WHAT IS REQUIRED:
Repeat the material starting at the line containing "Every instance of the shirt" and ending at the last line of the material, putting "shrine" in place of "altar" and changing nothing else. Give only those lines.

DATA PROVIDED:
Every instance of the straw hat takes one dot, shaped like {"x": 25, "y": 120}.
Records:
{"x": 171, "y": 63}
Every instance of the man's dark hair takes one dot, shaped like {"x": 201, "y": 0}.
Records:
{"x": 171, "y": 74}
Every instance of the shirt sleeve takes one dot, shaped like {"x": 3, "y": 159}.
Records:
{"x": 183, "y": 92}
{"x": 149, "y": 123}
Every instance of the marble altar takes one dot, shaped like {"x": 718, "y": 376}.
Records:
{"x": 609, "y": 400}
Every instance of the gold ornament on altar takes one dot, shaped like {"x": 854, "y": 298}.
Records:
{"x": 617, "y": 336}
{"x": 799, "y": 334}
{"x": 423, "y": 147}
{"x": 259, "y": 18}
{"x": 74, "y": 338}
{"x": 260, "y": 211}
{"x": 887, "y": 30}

OUTPUT:
Every instance of the shirt sleeve takes one dot, shaped like {"x": 3, "y": 159}.
Records:
{"x": 183, "y": 92}
{"x": 149, "y": 123}
Every instance of the marble shrine takes one dot, shaped like {"x": 718, "y": 376}.
Records:
{"x": 609, "y": 400}
Every instance of the gold ornament on shrine takes one dot, shaped like {"x": 854, "y": 298}.
Records:
{"x": 617, "y": 336}
{"x": 799, "y": 334}
{"x": 423, "y": 147}
{"x": 259, "y": 18}
{"x": 74, "y": 338}
{"x": 260, "y": 211}
{"x": 887, "y": 30}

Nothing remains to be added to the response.